*Task to carry out*. How many lines in the records below contain the word "reflection"? Give only the number.

*Record set*.
──────────

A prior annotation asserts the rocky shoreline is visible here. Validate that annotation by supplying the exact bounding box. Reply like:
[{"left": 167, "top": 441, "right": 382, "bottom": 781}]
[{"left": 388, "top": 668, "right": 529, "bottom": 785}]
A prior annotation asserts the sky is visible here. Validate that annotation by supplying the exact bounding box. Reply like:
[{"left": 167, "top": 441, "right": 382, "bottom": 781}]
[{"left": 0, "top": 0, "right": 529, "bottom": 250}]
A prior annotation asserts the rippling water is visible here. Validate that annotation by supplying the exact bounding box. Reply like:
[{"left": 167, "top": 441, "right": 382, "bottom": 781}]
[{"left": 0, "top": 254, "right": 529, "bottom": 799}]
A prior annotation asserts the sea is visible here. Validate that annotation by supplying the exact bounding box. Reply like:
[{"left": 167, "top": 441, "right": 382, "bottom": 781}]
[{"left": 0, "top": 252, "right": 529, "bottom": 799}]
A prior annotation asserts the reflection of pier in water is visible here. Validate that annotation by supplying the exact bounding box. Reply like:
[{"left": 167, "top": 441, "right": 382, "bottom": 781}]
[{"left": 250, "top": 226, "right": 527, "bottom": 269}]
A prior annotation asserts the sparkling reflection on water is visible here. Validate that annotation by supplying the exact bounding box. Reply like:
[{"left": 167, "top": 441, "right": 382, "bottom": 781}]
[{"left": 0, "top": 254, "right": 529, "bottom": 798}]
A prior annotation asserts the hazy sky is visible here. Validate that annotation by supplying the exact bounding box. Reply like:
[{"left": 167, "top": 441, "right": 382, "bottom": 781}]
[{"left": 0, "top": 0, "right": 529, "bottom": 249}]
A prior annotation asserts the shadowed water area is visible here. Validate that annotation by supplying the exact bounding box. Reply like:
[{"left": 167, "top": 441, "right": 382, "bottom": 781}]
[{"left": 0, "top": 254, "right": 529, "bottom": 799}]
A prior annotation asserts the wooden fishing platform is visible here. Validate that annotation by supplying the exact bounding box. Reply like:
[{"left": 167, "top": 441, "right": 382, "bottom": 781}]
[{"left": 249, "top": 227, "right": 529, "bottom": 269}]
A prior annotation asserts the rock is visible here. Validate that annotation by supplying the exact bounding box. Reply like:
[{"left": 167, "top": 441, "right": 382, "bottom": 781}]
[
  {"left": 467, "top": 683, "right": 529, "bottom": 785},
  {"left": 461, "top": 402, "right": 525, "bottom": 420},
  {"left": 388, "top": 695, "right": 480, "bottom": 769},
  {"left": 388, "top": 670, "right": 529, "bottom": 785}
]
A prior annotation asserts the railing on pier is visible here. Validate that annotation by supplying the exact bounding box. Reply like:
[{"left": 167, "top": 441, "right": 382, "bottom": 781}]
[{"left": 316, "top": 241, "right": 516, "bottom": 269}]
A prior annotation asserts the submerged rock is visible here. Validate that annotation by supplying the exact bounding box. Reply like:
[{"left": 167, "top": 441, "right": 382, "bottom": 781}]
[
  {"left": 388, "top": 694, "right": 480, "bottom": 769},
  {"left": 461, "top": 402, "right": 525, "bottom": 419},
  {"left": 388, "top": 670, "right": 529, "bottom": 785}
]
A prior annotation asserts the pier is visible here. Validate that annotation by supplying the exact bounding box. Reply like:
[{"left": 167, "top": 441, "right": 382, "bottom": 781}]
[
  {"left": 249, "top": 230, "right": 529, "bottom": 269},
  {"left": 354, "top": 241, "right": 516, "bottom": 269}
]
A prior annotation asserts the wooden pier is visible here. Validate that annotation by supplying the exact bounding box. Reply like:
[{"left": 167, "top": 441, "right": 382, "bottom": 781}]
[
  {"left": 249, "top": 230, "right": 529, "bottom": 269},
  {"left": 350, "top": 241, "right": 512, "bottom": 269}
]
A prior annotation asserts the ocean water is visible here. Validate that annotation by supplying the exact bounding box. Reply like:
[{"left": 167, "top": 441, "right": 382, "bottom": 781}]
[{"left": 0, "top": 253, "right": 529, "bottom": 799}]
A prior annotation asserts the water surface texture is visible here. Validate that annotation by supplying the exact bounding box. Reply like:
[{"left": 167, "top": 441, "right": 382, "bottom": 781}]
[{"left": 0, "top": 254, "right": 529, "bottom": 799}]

──────────

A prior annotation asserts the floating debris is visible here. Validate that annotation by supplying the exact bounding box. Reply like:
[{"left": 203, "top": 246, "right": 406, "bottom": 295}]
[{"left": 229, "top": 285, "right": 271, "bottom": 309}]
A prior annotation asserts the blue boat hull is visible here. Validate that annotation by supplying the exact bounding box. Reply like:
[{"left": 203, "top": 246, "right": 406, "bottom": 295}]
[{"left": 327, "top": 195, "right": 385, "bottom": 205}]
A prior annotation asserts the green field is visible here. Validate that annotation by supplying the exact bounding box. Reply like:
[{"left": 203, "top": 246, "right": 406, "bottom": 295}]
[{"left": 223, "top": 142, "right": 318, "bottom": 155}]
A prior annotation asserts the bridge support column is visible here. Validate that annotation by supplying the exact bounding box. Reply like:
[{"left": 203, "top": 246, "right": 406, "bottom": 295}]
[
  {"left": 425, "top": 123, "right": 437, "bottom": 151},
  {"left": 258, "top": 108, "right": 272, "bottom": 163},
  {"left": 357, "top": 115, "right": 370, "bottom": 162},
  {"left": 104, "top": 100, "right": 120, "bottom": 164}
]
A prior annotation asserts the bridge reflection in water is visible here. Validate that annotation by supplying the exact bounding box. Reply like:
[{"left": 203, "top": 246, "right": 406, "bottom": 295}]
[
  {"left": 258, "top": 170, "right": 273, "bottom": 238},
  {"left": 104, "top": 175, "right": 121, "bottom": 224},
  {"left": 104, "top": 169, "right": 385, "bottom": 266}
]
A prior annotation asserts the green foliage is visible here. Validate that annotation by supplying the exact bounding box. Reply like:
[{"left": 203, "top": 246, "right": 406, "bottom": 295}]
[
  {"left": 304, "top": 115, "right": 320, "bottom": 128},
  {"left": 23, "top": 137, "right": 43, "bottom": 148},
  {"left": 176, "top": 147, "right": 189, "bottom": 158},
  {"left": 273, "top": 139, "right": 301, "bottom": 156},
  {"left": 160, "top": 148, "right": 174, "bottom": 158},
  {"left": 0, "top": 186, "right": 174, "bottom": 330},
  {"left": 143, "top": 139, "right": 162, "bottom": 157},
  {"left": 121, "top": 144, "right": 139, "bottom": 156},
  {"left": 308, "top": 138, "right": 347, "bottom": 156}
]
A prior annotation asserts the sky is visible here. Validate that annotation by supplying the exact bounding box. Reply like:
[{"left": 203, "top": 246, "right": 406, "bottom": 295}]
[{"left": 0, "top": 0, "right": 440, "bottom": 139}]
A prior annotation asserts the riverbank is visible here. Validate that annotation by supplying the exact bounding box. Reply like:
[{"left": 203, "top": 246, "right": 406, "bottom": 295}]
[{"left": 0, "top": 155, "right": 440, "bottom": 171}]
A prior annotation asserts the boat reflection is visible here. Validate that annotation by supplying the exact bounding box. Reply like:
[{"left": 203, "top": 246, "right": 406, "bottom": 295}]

──────────

*Written response*. 4